### Apply what you read
**A)** In the passage on obesity and cancer, translate this sentence into Spanish: "It's like trying to determine which came first, the chicken or the egg."
**B)** Name every type of cancer for which the passage on obesity and cancer gives a share of cases that would be avoided if no one were overweight or obese.
**C)** Extend the passage on obesity and cancer, picking up after its final sentence.
(Passage to read begins)
If no one was overweight or obese, the data shows we would avoid:
- 14% of colon cancers (14,000 cases)
- 11% of breast cancer (over 18,000 cases)
- 49% of endometrial cancer (almost 20,000 cases)
- 31% of kidney cancer (over 11,000 cases)
- 39% of esophageal cancer (5,500 cases)
- 14% percent of pancreas cancers (4,500 cases)
- 20% of non-Hodgkin lymphoma cases (over 11,000 cases)
- 17% of multiple myeloma cases
Dr. Graham Coldtiz, from the Harvard School of Public Health stated that "We can clearly conclude that adult overweight and obesity cause cancer, and increasing rates of obesity in the US are continuing to drive up the burden of these cancers."
That's a very strong statement - that obesity causes cancer.
Is it true though?
In my mind it is a very questionable conclusion, stated unequivocally, since it fails to address what causes obesity. It's like trying to determine which came first, the chicken or the egg.
(Passage to read ends)
(Records provided begins)
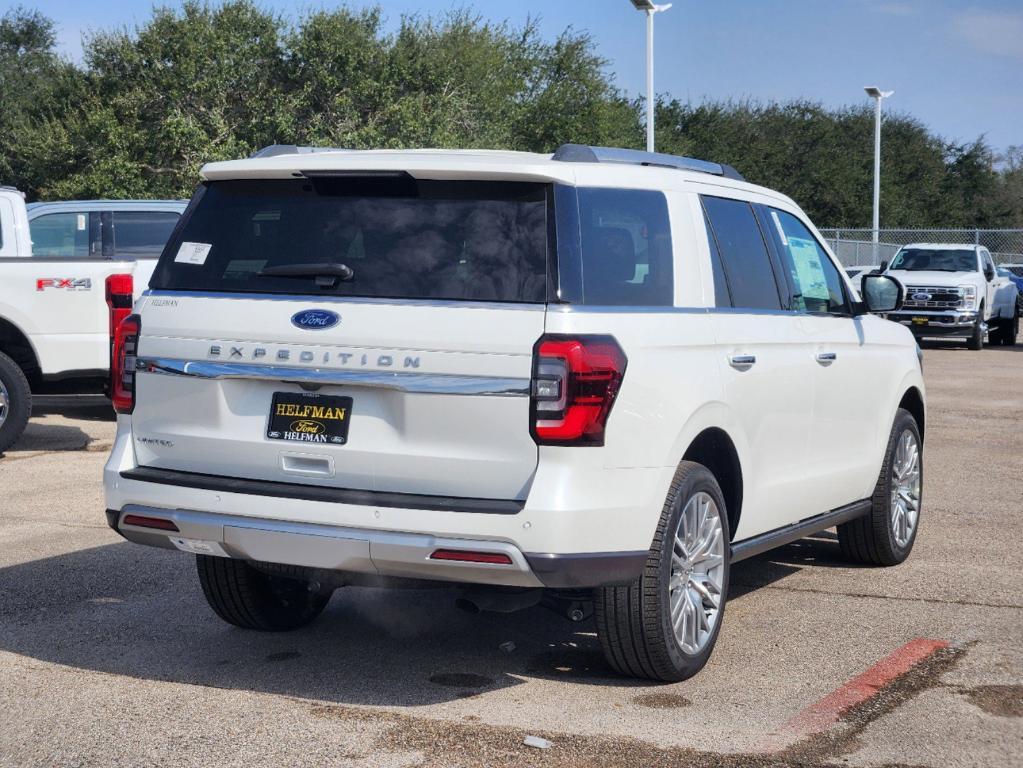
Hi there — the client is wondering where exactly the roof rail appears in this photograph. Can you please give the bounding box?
[551,144,746,181]
[249,144,352,159]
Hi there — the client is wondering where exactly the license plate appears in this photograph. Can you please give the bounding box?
[266,392,352,445]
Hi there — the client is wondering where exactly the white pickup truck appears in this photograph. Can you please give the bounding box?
[882,242,1020,350]
[0,187,185,453]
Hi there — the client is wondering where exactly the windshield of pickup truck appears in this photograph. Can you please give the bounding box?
[888,249,977,272]
[149,174,547,303]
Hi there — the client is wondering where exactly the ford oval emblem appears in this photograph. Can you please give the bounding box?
[292,309,341,330]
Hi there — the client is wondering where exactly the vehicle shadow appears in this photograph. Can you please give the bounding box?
[32,395,118,421]
[0,542,814,707]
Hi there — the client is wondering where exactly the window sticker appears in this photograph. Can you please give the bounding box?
[789,239,831,302]
[174,242,213,265]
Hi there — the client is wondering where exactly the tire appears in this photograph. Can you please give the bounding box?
[838,408,924,566]
[593,461,729,682]
[0,352,32,454]
[195,554,330,632]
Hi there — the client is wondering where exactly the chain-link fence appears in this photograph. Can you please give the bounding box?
[820,229,1023,267]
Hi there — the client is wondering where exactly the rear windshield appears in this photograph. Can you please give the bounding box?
[149,176,547,304]
[890,249,977,272]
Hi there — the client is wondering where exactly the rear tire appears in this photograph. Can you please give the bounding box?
[195,554,330,632]
[838,408,924,566]
[593,461,729,682]
[0,352,32,453]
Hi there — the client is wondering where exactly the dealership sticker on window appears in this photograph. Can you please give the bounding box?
[174,242,213,264]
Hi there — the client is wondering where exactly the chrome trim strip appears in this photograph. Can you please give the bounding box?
[135,358,530,397]
[143,288,545,312]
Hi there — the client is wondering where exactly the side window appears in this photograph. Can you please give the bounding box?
[701,195,782,310]
[29,213,99,259]
[769,208,849,314]
[113,211,179,259]
[980,250,994,272]
[577,187,674,307]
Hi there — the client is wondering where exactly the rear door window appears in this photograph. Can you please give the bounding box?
[701,195,782,310]
[112,211,179,259]
[768,209,849,314]
[150,175,547,303]
[577,187,674,307]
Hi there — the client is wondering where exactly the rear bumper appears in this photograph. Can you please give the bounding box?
[106,504,647,588]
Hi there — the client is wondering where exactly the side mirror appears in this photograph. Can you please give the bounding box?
[859,275,904,312]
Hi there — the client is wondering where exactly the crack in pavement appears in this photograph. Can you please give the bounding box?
[757,584,1023,611]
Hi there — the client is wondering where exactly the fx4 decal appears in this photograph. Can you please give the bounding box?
[36,277,92,290]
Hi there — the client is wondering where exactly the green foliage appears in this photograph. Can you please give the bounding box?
[0,0,1023,226]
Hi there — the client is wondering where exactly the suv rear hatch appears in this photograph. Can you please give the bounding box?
[133,174,551,499]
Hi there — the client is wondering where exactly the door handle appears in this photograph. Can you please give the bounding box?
[728,355,757,370]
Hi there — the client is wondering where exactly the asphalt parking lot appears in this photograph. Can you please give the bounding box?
[0,346,1023,767]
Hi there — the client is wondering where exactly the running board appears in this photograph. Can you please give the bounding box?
[731,499,871,562]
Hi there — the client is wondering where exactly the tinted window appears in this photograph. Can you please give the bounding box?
[702,197,782,310]
[29,213,94,259]
[114,211,178,259]
[577,187,674,307]
[770,209,849,313]
[888,247,977,272]
[150,177,547,303]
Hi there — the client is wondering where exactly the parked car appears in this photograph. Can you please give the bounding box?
[104,144,925,680]
[885,242,1020,350]
[0,187,185,453]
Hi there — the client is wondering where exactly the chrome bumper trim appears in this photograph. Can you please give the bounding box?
[135,358,529,397]
[113,504,543,587]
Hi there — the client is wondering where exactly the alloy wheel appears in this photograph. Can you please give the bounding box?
[891,430,920,548]
[668,491,725,654]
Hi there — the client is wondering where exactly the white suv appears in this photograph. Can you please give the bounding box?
[105,145,924,680]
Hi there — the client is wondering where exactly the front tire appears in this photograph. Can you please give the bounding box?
[0,352,32,453]
[838,408,924,566]
[593,461,729,682]
[195,554,330,632]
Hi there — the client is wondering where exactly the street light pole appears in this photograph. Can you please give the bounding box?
[863,86,895,265]
[631,0,671,152]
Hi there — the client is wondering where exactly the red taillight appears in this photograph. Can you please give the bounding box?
[530,335,627,446]
[110,315,142,413]
[106,275,135,338]
[121,514,178,531]
[430,549,513,566]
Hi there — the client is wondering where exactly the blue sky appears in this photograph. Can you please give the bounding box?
[23,0,1023,150]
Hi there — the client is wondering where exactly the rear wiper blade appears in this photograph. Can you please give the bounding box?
[256,262,355,288]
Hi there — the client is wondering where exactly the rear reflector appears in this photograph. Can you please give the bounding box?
[430,549,513,566]
[121,514,178,532]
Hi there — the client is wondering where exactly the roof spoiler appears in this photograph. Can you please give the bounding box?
[249,144,354,159]
[551,144,746,181]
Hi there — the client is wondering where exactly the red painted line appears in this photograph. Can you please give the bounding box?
[767,637,948,752]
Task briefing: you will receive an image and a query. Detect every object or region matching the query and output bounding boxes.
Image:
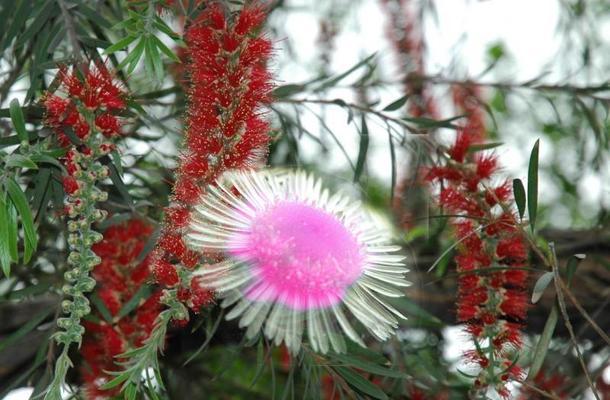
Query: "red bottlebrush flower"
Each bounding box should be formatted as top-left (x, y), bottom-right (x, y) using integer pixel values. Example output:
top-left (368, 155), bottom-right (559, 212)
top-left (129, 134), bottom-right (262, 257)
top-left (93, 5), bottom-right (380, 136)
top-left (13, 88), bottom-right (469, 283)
top-left (159, 232), bottom-right (187, 258)
top-left (80, 219), bottom-right (161, 398)
top-left (62, 176), bottom-right (79, 195)
top-left (191, 277), bottom-right (214, 312)
top-left (95, 114), bottom-right (121, 137)
top-left (449, 131), bottom-right (475, 163)
top-left (153, 260), bottom-right (179, 287)
top-left (235, 7), bottom-right (267, 35)
top-left (153, 2), bottom-right (272, 318)
top-left (426, 167), bottom-right (462, 181)
top-left (165, 206), bottom-right (190, 228)
top-left (428, 81), bottom-right (528, 397)
top-left (500, 290), bottom-right (527, 320)
top-left (475, 155), bottom-right (498, 179)
top-left (496, 236), bottom-right (527, 260)
top-left (174, 177), bottom-right (201, 205)
top-left (180, 155), bottom-right (208, 178)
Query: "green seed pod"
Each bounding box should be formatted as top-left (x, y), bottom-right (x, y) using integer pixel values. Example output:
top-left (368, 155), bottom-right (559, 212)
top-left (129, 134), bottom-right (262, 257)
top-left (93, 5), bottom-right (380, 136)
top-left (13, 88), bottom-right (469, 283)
top-left (61, 300), bottom-right (73, 313)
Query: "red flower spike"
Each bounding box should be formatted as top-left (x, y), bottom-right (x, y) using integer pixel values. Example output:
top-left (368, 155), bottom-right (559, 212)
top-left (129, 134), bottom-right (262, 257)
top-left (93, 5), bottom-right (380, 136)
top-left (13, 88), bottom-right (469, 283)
top-left (426, 82), bottom-right (528, 397)
top-left (62, 176), bottom-right (79, 195)
top-left (148, 2), bottom-right (272, 318)
top-left (84, 220), bottom-right (161, 398)
top-left (165, 206), bottom-right (190, 228)
top-left (153, 260), bottom-right (179, 287)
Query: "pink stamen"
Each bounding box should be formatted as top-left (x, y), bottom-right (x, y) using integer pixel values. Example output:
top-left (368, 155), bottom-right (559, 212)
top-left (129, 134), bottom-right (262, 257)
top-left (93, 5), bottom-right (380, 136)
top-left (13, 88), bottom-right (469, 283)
top-left (231, 202), bottom-right (364, 310)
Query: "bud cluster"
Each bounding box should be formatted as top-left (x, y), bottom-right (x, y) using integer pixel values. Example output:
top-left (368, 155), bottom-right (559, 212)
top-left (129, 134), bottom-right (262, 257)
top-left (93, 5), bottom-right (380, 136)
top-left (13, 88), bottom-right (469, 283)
top-left (42, 64), bottom-right (125, 394)
top-left (427, 88), bottom-right (528, 397)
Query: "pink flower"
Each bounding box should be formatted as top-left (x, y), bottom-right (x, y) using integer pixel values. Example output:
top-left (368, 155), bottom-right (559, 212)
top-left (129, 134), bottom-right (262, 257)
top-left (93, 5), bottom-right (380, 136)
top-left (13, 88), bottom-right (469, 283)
top-left (187, 171), bottom-right (408, 353)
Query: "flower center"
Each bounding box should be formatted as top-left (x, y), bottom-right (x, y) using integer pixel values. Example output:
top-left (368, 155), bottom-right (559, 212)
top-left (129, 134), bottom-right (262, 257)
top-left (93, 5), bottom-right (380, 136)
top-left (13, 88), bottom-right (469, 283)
top-left (232, 202), bottom-right (364, 310)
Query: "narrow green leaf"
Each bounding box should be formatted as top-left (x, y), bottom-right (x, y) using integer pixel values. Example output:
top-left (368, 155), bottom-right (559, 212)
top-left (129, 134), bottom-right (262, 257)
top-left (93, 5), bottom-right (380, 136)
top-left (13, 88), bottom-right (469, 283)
top-left (333, 367), bottom-right (388, 400)
top-left (382, 95), bottom-right (409, 111)
top-left (123, 383), bottom-right (138, 400)
top-left (9, 99), bottom-right (28, 141)
top-left (117, 37), bottom-right (146, 74)
top-left (104, 35), bottom-right (138, 55)
top-left (468, 142), bottom-right (504, 153)
top-left (100, 371), bottom-right (129, 390)
top-left (0, 193), bottom-right (11, 278)
top-left (152, 36), bottom-right (180, 63)
top-left (0, 307), bottom-right (54, 353)
top-left (388, 131), bottom-right (396, 205)
top-left (313, 53), bottom-right (377, 92)
top-left (402, 115), bottom-right (464, 129)
top-left (532, 271), bottom-right (553, 304)
top-left (6, 178), bottom-right (38, 263)
top-left (153, 15), bottom-right (180, 40)
top-left (354, 114), bottom-right (369, 182)
top-left (566, 254), bottom-right (587, 286)
top-left (272, 83), bottom-right (307, 99)
top-left (90, 293), bottom-right (112, 323)
top-left (15, 0), bottom-right (59, 48)
top-left (527, 139), bottom-right (540, 232)
top-left (108, 158), bottom-right (133, 207)
top-left (148, 35), bottom-right (163, 82)
top-left (4, 153), bottom-right (38, 169)
top-left (6, 201), bottom-right (19, 262)
top-left (527, 304), bottom-right (559, 382)
top-left (77, 1), bottom-right (111, 28)
top-left (331, 354), bottom-right (406, 378)
top-left (513, 179), bottom-right (526, 219)
top-left (0, 0), bottom-right (31, 53)
top-left (117, 285), bottom-right (152, 318)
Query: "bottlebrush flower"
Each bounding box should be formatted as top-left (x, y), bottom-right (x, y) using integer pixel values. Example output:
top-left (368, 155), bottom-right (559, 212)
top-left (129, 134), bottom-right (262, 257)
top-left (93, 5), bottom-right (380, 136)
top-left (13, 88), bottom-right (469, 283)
top-left (151, 2), bottom-right (272, 311)
top-left (186, 170), bottom-right (409, 353)
top-left (80, 219), bottom-right (161, 399)
top-left (427, 84), bottom-right (528, 397)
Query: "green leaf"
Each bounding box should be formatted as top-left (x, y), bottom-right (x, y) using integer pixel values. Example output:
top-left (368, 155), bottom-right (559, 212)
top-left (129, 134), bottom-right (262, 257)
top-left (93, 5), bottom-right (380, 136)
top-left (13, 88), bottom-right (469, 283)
top-left (527, 139), bottom-right (540, 232)
top-left (0, 0), bottom-right (31, 52)
top-left (5, 153), bottom-right (38, 169)
top-left (108, 157), bottom-right (133, 207)
top-left (513, 179), bottom-right (525, 219)
top-left (354, 114), bottom-right (369, 182)
top-left (272, 84), bottom-right (307, 99)
top-left (6, 201), bottom-right (19, 262)
top-left (402, 115), bottom-right (464, 129)
top-left (331, 354), bottom-right (406, 378)
top-left (153, 15), bottom-right (180, 40)
top-left (117, 285), bottom-right (152, 318)
top-left (388, 131), bottom-right (396, 201)
top-left (527, 304), bottom-right (559, 382)
top-left (15, 0), bottom-right (59, 48)
top-left (90, 292), bottom-right (112, 323)
top-left (0, 193), bottom-right (11, 278)
top-left (117, 37), bottom-right (146, 75)
top-left (333, 367), bottom-right (388, 400)
top-left (104, 35), bottom-right (138, 55)
top-left (9, 99), bottom-right (28, 142)
top-left (468, 142), bottom-right (504, 153)
top-left (532, 271), bottom-right (553, 304)
top-left (0, 307), bottom-right (54, 353)
top-left (6, 178), bottom-right (38, 263)
top-left (313, 53), bottom-right (377, 92)
top-left (151, 32), bottom-right (180, 63)
top-left (566, 254), bottom-right (587, 286)
top-left (382, 95), bottom-right (409, 111)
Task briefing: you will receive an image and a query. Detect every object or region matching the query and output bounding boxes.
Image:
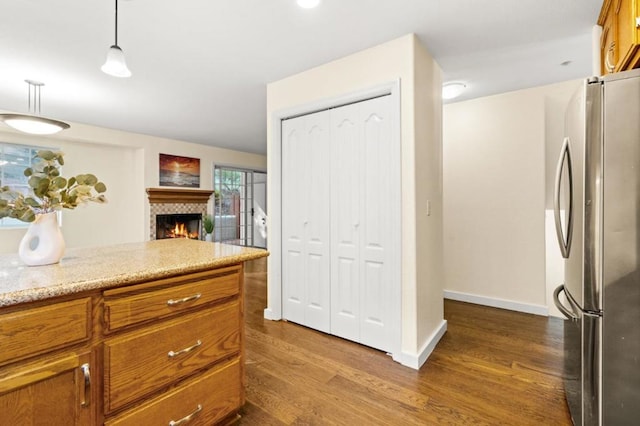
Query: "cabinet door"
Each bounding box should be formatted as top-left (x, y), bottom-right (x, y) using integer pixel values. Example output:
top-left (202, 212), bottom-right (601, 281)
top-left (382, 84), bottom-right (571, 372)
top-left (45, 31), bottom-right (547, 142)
top-left (282, 112), bottom-right (330, 332)
top-left (0, 353), bottom-right (92, 426)
top-left (598, 0), bottom-right (640, 74)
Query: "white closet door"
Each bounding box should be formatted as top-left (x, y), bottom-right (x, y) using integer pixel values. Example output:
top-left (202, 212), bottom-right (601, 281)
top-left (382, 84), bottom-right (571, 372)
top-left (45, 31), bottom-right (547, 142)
top-left (359, 96), bottom-right (401, 351)
top-left (331, 104), bottom-right (363, 342)
top-left (282, 112), bottom-right (330, 332)
top-left (331, 96), bottom-right (400, 351)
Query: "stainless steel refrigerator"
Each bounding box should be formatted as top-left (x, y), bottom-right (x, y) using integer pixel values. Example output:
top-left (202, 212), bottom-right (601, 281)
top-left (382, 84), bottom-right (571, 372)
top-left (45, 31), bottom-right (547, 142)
top-left (554, 70), bottom-right (640, 426)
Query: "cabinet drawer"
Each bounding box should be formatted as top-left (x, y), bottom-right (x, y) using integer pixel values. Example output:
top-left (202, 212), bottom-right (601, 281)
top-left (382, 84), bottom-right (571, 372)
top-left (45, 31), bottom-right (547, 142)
top-left (105, 358), bottom-right (242, 426)
top-left (104, 266), bottom-right (240, 331)
top-left (0, 297), bottom-right (91, 365)
top-left (104, 300), bottom-right (241, 412)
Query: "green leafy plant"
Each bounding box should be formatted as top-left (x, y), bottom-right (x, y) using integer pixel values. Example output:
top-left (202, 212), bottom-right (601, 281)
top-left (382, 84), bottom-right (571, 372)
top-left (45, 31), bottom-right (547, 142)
top-left (202, 214), bottom-right (215, 234)
top-left (0, 151), bottom-right (107, 222)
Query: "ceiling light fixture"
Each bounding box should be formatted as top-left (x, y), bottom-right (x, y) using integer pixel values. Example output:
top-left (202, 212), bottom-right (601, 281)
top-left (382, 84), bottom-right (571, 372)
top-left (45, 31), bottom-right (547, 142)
top-left (298, 0), bottom-right (320, 9)
top-left (100, 0), bottom-right (131, 77)
top-left (442, 81), bottom-right (467, 100)
top-left (0, 80), bottom-right (70, 135)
(Records provided ends)
### Numbered responses
**A)** Es como intentar determinar qué fue primero, la gallina o el huevo.

**B)**
- Colon cancer
- Breast cancer
- Endometrial cancer
- Kidney cancer
- Esophageal cancer
- Pancreas cancer
- Non-Hodgkin lymphoma
- Multiple myeloma

**C)**
While it is very possible, and probably even true, that a high level of excess body fat - obesity - does actually cause some cancers...generalizing that obesity is the cause of so many cancers misses the real underlying cause in too many others who are diagnoised with cancer - a poor diet. A diet so bankrupt in nutrients that even with more calories than required (which caused the obesity) still leaves the body vulnerable to disease and degeneration.
To me this is the start of a questionable precedent in our understanding of the disease process which may turn our focus away from the very important issue of what is causing obesity, which is causing the cancers.
In too many cases, obesity is a "result of" something else, and that something else is also what causes cancer - poor diet.